#### TASK TO CARRY OUT:
Pictures aside, output each record exactly.

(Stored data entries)
▽
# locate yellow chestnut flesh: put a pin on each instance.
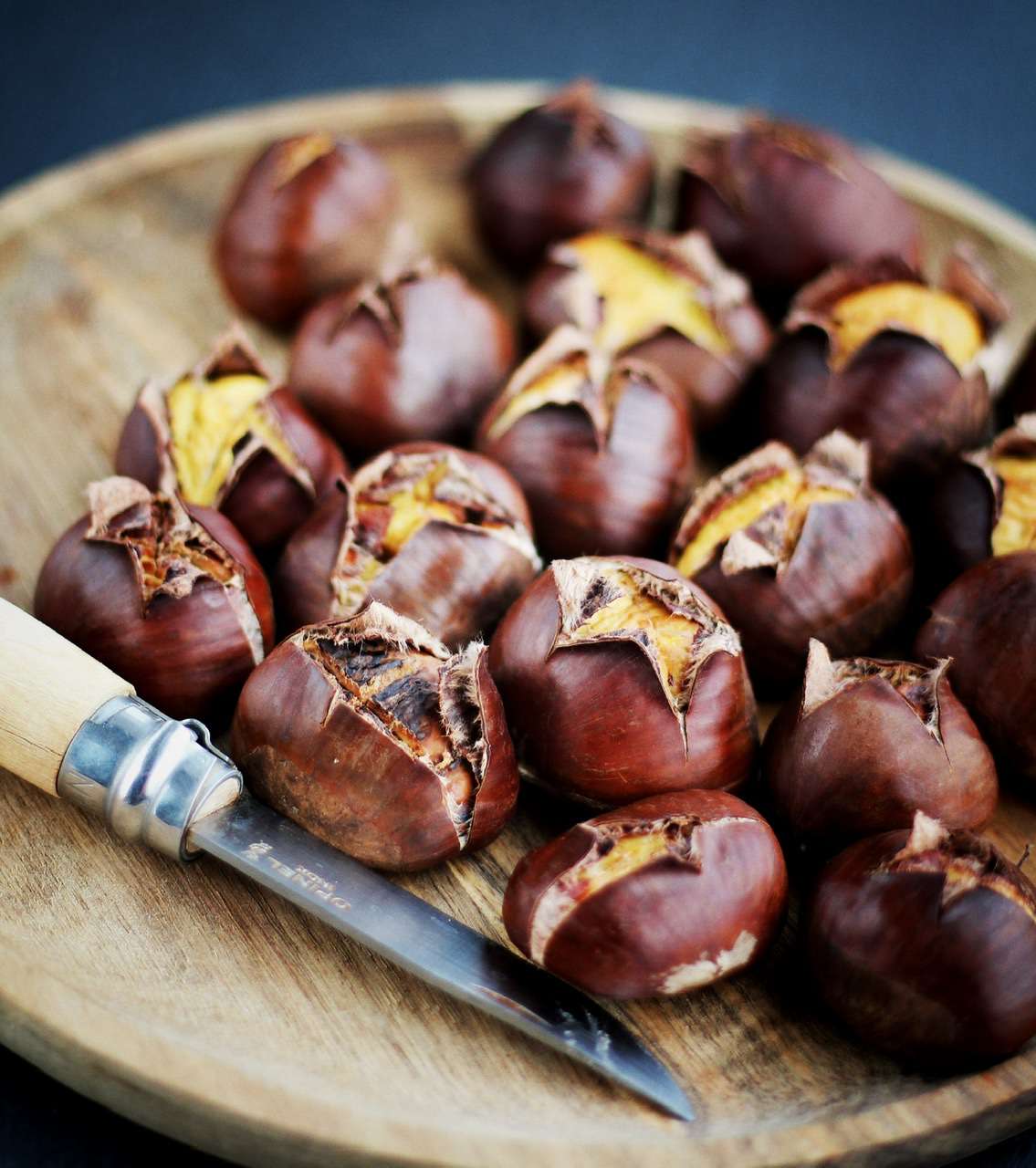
(1015, 530)
(945, 320)
(208, 420)
(789, 488)
(640, 296)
△
#### RESULT OF THE TASK:
# locate yellow chestnut flesh: put a pin on each instance.
(1015, 530)
(945, 320)
(208, 420)
(789, 488)
(640, 296)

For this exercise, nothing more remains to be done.